Task to complete: Copy out verbatim the stretch of the listing below from the line containing "Target: driver window" through the line containing "(1169, 258)", including both of those lines and nothing outside them.

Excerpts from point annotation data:
^^^^^^^^
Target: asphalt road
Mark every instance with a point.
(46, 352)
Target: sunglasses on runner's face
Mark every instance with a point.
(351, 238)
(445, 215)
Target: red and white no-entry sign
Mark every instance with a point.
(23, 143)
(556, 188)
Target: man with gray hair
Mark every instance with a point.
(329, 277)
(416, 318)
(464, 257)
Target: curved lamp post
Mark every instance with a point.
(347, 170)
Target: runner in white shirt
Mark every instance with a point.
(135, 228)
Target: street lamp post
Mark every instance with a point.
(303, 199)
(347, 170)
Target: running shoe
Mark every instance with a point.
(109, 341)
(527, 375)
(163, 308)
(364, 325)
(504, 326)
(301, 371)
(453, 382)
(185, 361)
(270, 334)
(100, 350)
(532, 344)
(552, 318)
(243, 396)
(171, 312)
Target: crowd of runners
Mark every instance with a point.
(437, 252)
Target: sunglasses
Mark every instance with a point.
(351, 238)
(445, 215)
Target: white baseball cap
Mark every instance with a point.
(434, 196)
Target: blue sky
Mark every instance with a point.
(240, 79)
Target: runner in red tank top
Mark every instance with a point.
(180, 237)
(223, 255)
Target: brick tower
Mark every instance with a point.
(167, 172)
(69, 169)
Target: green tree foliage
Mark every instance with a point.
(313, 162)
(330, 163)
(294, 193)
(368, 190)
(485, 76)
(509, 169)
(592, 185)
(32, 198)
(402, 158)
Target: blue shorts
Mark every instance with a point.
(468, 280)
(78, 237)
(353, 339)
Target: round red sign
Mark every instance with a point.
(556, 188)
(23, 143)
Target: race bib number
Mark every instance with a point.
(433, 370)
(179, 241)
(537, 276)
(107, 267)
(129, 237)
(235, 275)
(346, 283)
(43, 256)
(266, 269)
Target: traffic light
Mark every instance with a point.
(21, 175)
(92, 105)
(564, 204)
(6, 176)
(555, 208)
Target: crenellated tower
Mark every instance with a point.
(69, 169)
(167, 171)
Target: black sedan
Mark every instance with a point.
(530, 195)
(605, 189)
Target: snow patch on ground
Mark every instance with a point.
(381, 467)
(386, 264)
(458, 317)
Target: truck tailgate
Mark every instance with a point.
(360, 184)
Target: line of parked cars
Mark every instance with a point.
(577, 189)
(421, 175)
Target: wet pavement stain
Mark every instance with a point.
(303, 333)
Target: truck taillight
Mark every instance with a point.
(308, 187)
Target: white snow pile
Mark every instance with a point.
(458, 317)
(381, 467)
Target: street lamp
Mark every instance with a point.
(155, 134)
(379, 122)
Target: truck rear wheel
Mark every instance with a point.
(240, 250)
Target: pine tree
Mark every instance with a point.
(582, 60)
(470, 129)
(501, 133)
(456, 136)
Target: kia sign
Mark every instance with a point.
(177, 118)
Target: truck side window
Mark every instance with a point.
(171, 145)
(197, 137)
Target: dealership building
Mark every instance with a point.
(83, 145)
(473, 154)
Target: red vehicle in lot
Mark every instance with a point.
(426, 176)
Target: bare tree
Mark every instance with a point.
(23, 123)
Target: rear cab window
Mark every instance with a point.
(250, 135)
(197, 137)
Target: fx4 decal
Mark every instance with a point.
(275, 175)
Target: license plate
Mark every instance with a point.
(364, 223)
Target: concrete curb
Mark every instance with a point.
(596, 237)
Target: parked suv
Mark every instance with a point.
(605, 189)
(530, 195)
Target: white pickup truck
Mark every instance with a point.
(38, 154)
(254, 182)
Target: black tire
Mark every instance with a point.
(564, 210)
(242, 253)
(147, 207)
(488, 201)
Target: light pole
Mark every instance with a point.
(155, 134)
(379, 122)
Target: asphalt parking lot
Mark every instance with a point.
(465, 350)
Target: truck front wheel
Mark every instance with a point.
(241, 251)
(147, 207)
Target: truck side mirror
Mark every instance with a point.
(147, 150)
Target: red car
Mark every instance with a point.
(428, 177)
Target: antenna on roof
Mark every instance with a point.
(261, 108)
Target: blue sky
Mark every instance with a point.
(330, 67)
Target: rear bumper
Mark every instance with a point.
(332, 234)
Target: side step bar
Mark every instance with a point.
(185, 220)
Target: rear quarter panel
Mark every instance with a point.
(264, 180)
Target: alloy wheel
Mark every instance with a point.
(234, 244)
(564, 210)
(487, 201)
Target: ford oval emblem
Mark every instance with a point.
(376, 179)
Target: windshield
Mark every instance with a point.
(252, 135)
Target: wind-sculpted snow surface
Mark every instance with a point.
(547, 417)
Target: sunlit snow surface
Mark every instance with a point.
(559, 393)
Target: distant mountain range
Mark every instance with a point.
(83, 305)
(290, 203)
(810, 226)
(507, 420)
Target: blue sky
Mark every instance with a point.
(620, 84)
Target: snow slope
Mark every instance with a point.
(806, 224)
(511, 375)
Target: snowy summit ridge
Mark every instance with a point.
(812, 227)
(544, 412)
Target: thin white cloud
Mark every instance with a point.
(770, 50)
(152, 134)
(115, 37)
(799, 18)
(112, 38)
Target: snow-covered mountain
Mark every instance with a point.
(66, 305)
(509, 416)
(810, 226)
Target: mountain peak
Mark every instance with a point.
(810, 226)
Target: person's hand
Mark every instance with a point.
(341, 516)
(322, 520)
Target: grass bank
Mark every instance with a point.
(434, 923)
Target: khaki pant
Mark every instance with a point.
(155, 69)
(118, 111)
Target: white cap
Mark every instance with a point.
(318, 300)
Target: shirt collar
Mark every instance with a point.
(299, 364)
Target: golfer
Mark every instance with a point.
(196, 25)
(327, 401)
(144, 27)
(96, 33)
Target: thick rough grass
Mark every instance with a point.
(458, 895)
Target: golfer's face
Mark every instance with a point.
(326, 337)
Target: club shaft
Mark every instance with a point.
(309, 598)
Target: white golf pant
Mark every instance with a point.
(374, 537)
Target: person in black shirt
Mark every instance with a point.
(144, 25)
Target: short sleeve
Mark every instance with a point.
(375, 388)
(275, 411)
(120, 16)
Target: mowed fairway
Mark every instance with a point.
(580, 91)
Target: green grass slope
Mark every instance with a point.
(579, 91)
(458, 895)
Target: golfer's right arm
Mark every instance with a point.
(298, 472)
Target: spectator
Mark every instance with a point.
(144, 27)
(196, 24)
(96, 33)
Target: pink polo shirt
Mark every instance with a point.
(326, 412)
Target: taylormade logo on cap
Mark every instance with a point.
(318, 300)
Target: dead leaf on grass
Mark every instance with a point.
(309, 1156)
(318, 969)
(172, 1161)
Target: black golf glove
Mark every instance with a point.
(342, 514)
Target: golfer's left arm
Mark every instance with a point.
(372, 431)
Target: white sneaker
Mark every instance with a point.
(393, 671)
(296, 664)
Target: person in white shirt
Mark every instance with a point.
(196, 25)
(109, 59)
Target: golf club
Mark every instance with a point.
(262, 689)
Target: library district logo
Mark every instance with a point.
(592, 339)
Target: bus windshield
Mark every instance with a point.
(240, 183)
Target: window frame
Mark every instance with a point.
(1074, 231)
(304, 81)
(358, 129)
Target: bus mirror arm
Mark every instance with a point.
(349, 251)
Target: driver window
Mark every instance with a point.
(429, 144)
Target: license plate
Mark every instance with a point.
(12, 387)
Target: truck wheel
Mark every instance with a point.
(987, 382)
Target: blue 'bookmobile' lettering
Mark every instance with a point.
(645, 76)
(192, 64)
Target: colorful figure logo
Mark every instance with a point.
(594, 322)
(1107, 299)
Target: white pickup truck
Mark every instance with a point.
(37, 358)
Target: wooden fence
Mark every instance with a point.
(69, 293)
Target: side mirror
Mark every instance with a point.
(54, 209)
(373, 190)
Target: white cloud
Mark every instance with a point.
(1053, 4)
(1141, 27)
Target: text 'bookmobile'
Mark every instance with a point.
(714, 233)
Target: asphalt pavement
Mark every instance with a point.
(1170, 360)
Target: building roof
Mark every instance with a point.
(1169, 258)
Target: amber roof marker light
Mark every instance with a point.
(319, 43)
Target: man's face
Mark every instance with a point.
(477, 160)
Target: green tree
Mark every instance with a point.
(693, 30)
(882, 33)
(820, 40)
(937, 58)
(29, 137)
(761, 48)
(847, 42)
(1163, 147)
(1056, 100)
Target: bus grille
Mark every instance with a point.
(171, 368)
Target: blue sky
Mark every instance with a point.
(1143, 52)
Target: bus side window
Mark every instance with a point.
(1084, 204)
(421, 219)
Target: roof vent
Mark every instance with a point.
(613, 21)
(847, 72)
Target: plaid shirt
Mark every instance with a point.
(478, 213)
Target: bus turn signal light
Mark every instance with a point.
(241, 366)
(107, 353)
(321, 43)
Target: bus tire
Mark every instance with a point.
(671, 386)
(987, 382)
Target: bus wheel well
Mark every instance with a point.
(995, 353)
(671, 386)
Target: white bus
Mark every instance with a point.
^^^^^^^^
Completed task:
Target: driver window
Mark every instance with a point.
(429, 144)
Target: license plate
Mark every instance with a point.
(12, 387)
Target: truck wheel
Mark every instance with a point.
(987, 382)
Target: blue 'bookmobile' lettering
Mark every instance with a point.
(645, 76)
(192, 64)
Target: colorful figure logo
Mark every instance with a point.
(594, 322)
(1107, 299)
Target: white pickup truck
Mark every instance with a point.
(37, 358)
Target: wooden fence
Mark every instance with a point.
(69, 293)
Target: side mirror
Mark every instance with a point.
(54, 209)
(373, 190)
Target: white cloud
Mark every instance with a point.
(1053, 4)
(1141, 27)
Target: text 'bookmobile'
Mark every instance with a point.
(714, 233)
Target: asphalt pavement
Mark every instance with a point.
(1170, 360)
Target: building roof
Mark every instance with a point.
(1169, 258)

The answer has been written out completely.